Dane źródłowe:
---
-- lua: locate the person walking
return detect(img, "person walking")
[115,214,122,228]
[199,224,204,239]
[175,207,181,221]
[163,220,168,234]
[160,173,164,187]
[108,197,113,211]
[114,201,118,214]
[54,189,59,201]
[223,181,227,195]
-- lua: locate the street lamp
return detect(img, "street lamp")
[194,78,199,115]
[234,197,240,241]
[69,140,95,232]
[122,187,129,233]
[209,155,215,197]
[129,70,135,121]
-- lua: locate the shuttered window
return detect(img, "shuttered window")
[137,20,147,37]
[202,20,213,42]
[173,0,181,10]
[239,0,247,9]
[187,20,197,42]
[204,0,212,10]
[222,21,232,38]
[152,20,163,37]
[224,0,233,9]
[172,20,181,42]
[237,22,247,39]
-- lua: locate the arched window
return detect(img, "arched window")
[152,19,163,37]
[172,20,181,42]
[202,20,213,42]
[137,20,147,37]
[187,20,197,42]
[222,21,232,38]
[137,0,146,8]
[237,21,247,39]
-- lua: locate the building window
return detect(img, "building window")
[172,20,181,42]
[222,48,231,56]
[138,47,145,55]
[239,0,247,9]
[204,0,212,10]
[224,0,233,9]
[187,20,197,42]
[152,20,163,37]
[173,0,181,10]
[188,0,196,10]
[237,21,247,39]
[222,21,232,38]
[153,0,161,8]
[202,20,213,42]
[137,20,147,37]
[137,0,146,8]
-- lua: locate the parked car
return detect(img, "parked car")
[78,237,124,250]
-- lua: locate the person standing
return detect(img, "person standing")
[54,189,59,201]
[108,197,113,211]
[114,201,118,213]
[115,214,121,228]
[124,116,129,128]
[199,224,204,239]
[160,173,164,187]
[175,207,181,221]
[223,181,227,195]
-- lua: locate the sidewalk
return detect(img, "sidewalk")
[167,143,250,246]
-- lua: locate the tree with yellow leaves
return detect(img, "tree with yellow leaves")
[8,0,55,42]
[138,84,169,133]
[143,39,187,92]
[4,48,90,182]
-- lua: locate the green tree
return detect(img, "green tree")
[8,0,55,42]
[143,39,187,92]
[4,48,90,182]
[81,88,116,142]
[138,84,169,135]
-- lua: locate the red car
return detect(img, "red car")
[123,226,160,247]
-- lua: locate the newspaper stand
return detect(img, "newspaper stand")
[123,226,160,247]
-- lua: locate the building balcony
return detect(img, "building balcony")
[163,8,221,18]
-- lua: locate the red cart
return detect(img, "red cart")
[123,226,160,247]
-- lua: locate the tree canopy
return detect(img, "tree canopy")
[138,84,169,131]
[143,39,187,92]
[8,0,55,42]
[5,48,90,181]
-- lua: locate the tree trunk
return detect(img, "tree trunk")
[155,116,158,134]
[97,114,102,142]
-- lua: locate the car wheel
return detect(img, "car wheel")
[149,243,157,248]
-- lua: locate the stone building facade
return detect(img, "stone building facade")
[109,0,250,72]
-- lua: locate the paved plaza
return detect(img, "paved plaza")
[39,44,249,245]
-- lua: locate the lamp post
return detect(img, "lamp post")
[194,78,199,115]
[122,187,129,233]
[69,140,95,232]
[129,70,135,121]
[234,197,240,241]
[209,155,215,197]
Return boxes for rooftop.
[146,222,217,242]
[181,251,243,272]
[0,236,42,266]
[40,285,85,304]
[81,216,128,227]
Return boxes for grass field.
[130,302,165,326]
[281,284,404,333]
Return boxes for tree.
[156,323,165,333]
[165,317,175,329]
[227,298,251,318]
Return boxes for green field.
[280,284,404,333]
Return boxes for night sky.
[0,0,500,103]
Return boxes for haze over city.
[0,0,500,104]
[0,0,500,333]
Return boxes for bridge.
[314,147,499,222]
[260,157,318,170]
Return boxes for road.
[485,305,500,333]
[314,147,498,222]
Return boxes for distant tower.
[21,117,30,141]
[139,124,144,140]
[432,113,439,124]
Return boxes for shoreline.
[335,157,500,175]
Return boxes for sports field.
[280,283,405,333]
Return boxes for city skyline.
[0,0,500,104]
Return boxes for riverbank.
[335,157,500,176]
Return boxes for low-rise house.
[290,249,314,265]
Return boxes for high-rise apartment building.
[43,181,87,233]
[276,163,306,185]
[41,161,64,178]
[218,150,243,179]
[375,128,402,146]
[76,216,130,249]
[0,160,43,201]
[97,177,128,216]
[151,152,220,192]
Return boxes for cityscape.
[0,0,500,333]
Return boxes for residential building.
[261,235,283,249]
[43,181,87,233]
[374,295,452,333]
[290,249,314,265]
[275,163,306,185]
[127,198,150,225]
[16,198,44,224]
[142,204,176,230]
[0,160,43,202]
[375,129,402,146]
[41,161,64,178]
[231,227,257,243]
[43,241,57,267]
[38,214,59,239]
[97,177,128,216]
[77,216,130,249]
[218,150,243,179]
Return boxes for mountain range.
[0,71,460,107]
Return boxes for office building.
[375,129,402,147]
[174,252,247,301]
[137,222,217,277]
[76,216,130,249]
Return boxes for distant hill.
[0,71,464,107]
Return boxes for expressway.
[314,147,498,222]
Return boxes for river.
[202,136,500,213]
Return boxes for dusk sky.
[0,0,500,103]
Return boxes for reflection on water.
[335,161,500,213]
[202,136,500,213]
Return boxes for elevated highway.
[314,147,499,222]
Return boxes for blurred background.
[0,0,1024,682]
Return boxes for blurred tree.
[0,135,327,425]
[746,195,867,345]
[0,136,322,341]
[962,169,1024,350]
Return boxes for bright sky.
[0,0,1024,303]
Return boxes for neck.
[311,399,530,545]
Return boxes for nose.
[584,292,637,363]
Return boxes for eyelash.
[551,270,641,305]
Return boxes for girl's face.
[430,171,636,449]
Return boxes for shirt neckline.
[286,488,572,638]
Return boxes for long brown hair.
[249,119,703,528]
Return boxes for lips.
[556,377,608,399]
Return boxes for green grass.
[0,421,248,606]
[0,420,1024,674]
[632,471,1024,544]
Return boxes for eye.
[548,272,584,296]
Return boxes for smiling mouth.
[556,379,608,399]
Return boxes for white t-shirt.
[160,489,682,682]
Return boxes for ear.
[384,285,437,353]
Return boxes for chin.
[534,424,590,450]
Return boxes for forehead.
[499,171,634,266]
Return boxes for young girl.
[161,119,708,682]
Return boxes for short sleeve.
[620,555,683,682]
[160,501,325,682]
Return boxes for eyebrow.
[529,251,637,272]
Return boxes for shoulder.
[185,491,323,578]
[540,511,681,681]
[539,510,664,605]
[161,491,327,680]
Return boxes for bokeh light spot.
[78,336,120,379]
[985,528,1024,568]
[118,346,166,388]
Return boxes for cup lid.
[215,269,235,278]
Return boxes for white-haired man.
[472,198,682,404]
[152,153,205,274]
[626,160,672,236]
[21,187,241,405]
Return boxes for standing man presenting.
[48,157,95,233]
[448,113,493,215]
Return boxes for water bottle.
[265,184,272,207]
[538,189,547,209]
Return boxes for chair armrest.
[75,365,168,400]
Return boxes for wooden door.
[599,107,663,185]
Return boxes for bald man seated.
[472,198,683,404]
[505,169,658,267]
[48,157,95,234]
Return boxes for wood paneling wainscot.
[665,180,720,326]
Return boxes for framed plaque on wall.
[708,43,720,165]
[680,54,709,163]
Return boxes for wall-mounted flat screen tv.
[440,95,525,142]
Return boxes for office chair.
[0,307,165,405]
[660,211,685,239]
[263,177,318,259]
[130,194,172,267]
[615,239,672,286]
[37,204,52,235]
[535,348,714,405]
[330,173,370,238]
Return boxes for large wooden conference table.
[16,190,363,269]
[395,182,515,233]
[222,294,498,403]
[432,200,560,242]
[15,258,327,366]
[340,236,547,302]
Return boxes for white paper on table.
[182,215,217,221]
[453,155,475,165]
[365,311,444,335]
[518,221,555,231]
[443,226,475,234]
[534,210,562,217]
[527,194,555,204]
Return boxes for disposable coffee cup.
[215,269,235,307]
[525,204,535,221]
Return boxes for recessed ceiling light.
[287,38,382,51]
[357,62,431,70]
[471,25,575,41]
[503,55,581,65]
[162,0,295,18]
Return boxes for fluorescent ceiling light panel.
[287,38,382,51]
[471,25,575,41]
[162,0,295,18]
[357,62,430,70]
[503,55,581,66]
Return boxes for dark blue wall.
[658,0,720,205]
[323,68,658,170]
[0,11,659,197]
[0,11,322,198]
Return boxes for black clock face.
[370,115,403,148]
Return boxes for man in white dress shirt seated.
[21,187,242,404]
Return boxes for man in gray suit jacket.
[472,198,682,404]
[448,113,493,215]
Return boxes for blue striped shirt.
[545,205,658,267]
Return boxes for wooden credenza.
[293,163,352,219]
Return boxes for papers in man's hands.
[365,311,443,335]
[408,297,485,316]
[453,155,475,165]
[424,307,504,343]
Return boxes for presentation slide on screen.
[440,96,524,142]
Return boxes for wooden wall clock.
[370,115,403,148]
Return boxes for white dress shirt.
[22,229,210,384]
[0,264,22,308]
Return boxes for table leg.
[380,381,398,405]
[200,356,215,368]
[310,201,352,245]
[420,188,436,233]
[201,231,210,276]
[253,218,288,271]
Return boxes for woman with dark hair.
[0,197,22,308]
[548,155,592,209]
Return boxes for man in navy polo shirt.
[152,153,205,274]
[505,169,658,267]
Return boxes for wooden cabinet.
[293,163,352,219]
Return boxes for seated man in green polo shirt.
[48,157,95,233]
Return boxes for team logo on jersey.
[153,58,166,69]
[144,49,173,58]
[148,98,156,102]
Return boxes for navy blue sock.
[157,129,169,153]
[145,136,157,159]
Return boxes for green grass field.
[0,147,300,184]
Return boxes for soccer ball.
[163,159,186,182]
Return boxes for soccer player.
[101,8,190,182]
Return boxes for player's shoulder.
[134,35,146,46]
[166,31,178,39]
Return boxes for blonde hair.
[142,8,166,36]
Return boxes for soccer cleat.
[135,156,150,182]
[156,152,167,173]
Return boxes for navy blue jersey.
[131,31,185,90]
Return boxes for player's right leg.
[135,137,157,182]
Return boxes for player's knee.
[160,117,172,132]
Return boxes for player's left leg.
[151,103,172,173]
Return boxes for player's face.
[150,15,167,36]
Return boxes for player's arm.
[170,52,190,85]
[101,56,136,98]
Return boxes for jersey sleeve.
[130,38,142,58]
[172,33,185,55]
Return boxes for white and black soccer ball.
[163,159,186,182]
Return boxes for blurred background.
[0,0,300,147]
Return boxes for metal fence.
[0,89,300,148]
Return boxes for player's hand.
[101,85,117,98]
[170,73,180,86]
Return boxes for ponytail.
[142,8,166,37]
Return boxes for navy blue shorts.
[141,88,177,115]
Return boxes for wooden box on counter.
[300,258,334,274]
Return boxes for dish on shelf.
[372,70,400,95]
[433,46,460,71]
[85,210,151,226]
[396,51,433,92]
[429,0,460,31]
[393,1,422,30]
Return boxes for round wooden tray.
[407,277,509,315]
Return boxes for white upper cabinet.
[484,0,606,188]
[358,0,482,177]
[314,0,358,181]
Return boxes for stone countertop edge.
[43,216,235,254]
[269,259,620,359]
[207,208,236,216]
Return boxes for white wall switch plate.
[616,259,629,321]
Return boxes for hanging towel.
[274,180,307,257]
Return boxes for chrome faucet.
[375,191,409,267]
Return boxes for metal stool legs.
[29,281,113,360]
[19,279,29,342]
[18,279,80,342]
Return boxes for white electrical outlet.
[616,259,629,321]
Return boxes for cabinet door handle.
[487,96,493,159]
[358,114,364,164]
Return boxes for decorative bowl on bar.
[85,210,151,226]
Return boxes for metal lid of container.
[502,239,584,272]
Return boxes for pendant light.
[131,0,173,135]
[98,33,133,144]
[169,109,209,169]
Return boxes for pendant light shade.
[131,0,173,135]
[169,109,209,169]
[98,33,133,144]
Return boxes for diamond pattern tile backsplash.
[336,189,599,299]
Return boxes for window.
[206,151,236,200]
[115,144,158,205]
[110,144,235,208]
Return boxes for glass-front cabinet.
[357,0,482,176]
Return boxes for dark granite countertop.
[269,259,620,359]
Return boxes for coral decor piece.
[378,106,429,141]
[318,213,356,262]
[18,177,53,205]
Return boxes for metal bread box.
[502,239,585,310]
---
**Zadanie pisemne:** Zamień "locate" na "find" w rekordach od samego początku do wiersza z "[138,84,169,135]" włącznie. Przepisz cały ten fragment, nie zmieniając w nim niczego poza tą zamianą.

**Wynik:**
-- lua: find the person walking
return detect(img, "person walking")
[115,214,122,228]
[199,224,204,239]
[175,207,181,221]
[163,220,168,234]
[160,173,164,187]
[108,197,113,211]
[114,201,118,214]
[54,189,59,201]
[223,181,227,195]
-- lua: find the street lamp
return detect(img, "street lamp")
[194,78,199,115]
[234,197,240,241]
[69,140,95,232]
[122,187,129,233]
[209,155,215,197]
[129,70,135,121]
-- lua: find the shuttered window
return detect(img, "shuttered window")
[137,20,147,37]
[202,20,213,42]
[173,0,181,10]
[239,0,247,9]
[187,20,197,42]
[204,0,212,10]
[222,21,232,38]
[152,20,163,37]
[224,0,233,9]
[172,20,181,42]
[237,22,247,39]
-- lua: find the arched window
return detect(img, "arched window")
[152,19,163,37]
[172,20,181,42]
[202,20,213,42]
[137,20,147,37]
[187,20,197,42]
[222,21,232,38]
[137,0,146,8]
[237,21,247,39]
-- lua: find the building window
return detect(img, "building window")
[172,20,181,42]
[222,48,231,56]
[138,47,145,55]
[239,0,247,9]
[204,0,212,10]
[224,0,233,9]
[187,20,197,42]
[152,20,163,37]
[173,0,181,10]
[188,0,196,10]
[237,21,247,39]
[222,21,232,38]
[153,0,161,8]
[202,20,213,42]
[137,20,147,37]
[137,0,146,8]
-- lua: find the parked car
return detect(img, "parked car")
[78,237,124,250]
-- lua: find the person standing
return detect(img, "person standing")
[54,189,59,201]
[108,197,113,211]
[114,201,118,213]
[115,214,121,228]
[124,116,129,128]
[199,224,204,239]
[160,173,164,187]
[175,207,181,221]
[223,181,227,195]
-- lua: find the sidewalk
return detect(img, "sidewalk")
[167,143,250,246]
-- lua: find the tree with yellow leaves
return detect(img, "tree with yellow leaves")
[8,0,55,42]
[138,84,169,133]
[143,39,187,92]
[4,48,90,182]
-- lua: find the green tree
return detect(img, "green tree")
[8,0,55,42]
[143,39,187,92]
[4,48,90,182]
[81,88,116,142]
[138,84,169,135]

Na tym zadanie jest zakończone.